• [Given information]
============
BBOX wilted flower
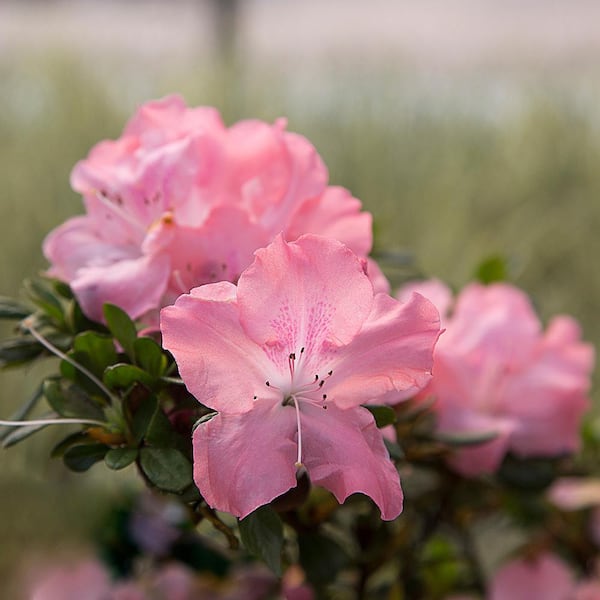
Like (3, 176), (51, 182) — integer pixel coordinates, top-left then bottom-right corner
(161, 235), (440, 519)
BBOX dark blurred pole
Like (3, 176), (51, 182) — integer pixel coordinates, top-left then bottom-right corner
(207, 0), (241, 68)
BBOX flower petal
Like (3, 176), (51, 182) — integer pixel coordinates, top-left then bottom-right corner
(301, 403), (403, 520)
(72, 253), (170, 323)
(285, 186), (372, 257)
(328, 292), (440, 408)
(160, 283), (275, 414)
(193, 399), (298, 518)
(237, 235), (374, 356)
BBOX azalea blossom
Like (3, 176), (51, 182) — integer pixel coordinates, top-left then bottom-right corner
(43, 95), (379, 323)
(161, 235), (440, 520)
(489, 552), (600, 600)
(396, 280), (594, 476)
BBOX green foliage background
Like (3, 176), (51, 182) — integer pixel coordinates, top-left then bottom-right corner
(1, 52), (599, 592)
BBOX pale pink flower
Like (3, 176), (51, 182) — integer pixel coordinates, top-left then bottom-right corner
(44, 95), (376, 322)
(489, 553), (575, 600)
(397, 281), (594, 477)
(29, 559), (112, 600)
(161, 235), (440, 520)
(548, 478), (600, 512)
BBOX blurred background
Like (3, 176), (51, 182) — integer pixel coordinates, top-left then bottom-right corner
(1, 0), (600, 593)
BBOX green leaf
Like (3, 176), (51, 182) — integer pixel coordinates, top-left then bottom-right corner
(104, 364), (154, 390)
(0, 337), (44, 367)
(0, 297), (31, 320)
(134, 337), (167, 377)
(239, 506), (284, 576)
(24, 278), (65, 325)
(498, 455), (557, 491)
(475, 255), (509, 284)
(103, 303), (138, 358)
(144, 404), (186, 452)
(73, 332), (118, 377)
(131, 395), (159, 443)
(384, 437), (404, 461)
(51, 280), (74, 299)
(139, 447), (193, 493)
(44, 379), (105, 420)
(363, 405), (397, 428)
(63, 443), (108, 472)
(298, 532), (349, 585)
(51, 431), (90, 457)
(0, 384), (44, 442)
(105, 447), (138, 470)
(2, 419), (51, 448)
(434, 430), (499, 447)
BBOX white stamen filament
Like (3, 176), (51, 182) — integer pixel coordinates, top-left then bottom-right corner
(95, 191), (147, 235)
(0, 417), (106, 428)
(292, 395), (303, 468)
(25, 321), (114, 401)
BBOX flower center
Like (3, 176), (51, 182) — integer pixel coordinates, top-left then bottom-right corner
(262, 347), (334, 468)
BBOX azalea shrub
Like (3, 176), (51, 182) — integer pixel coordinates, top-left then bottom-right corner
(0, 96), (598, 599)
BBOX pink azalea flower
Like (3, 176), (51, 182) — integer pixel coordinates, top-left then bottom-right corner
(161, 235), (440, 520)
(489, 553), (575, 600)
(43, 95), (376, 322)
(396, 280), (594, 477)
(29, 559), (112, 600)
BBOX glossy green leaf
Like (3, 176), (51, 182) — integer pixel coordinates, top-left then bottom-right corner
(103, 303), (138, 358)
(363, 404), (397, 428)
(139, 447), (193, 493)
(131, 395), (159, 443)
(73, 332), (118, 376)
(44, 379), (105, 420)
(63, 443), (108, 472)
(0, 297), (31, 320)
(239, 506), (283, 576)
(104, 363), (154, 390)
(134, 337), (167, 377)
(105, 447), (138, 470)
(51, 431), (90, 457)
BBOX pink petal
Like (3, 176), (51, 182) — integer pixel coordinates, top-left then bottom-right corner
(301, 403), (403, 520)
(436, 408), (516, 476)
(441, 283), (540, 361)
(72, 253), (170, 323)
(328, 292), (440, 408)
(365, 257), (391, 295)
(547, 477), (600, 511)
(43, 216), (139, 281)
(160, 283), (276, 414)
(396, 278), (453, 322)
(237, 235), (374, 352)
(145, 205), (270, 302)
(489, 553), (575, 600)
(193, 398), (298, 518)
(285, 186), (372, 257)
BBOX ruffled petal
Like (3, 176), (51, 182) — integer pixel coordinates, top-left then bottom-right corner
(237, 235), (374, 357)
(43, 216), (139, 281)
(160, 283), (276, 414)
(301, 403), (403, 520)
(193, 399), (298, 518)
(285, 186), (372, 257)
(72, 253), (170, 323)
(328, 292), (440, 409)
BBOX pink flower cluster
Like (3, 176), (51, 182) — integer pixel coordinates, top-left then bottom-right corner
(44, 95), (380, 323)
(489, 553), (600, 600)
(161, 235), (441, 520)
(28, 558), (311, 600)
(398, 280), (594, 476)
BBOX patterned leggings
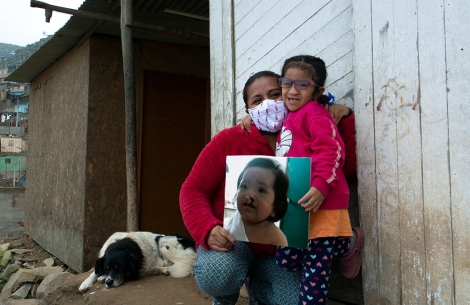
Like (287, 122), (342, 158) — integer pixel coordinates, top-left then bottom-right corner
(195, 241), (302, 305)
(276, 237), (351, 305)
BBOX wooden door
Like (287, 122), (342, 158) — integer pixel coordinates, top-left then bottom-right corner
(139, 70), (209, 237)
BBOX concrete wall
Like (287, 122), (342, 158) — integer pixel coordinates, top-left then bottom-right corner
(82, 35), (127, 270)
(26, 39), (89, 272)
(26, 35), (128, 272)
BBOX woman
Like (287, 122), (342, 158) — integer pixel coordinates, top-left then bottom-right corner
(179, 71), (355, 305)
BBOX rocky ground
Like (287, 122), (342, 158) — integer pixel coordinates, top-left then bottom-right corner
(0, 234), (250, 305)
(0, 188), (348, 305)
(0, 187), (247, 305)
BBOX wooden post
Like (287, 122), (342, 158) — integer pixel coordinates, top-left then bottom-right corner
(121, 0), (138, 232)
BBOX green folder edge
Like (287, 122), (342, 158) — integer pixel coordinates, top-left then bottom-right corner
(279, 157), (311, 249)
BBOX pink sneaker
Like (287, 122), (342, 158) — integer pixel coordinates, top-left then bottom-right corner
(338, 227), (364, 279)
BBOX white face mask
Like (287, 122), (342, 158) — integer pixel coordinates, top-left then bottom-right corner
(248, 99), (288, 132)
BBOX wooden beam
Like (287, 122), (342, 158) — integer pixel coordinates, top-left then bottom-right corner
(121, 0), (138, 232)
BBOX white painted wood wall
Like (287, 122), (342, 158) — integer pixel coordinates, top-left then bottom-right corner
(210, 0), (354, 133)
(354, 0), (470, 304)
(210, 0), (470, 303)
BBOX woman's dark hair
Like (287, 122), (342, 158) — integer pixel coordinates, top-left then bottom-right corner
(243, 70), (281, 108)
(281, 55), (329, 104)
(236, 158), (289, 222)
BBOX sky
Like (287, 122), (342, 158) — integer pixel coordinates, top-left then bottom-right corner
(0, 0), (85, 47)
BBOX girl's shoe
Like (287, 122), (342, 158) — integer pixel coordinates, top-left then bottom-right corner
(338, 227), (364, 279)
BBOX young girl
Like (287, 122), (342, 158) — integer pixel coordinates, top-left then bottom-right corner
(274, 55), (364, 304)
(226, 157), (289, 246)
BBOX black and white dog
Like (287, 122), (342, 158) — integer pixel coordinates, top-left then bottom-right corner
(79, 232), (197, 292)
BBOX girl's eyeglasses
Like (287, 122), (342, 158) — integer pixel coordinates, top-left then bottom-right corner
(278, 78), (320, 91)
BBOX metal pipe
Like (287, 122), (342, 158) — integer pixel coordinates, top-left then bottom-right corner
(121, 0), (138, 232)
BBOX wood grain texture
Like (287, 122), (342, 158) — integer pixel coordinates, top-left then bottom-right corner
(210, 0), (235, 135)
(391, 0), (427, 303)
(445, 0), (470, 303)
(352, 0), (379, 303)
(418, 1), (454, 304)
(233, 0), (262, 25)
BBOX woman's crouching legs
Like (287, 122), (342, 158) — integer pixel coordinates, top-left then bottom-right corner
(194, 242), (254, 304)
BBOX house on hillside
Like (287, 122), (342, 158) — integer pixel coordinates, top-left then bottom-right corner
(0, 137), (26, 153)
(0, 154), (26, 185)
(6, 0), (470, 304)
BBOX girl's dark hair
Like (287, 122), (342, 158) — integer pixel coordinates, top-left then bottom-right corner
(236, 158), (289, 222)
(243, 70), (281, 108)
(281, 55), (329, 104)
============
Nothing but the lines from the beginning of the material above through the line containing "BBOX flower petal" should appear in the answer, copied exactly and free of pictures.

BBOX wilted flower
Like (3, 176), (51, 182) — integer pixel coordinates, top-left then bottom-right corner
(161, 235), (440, 519)
BBOX dark blurred pole
Like (3, 176), (51, 182) — integer pixel coordinates, top-left then bottom-right corner
(207, 0), (241, 68)
BBOX flower petal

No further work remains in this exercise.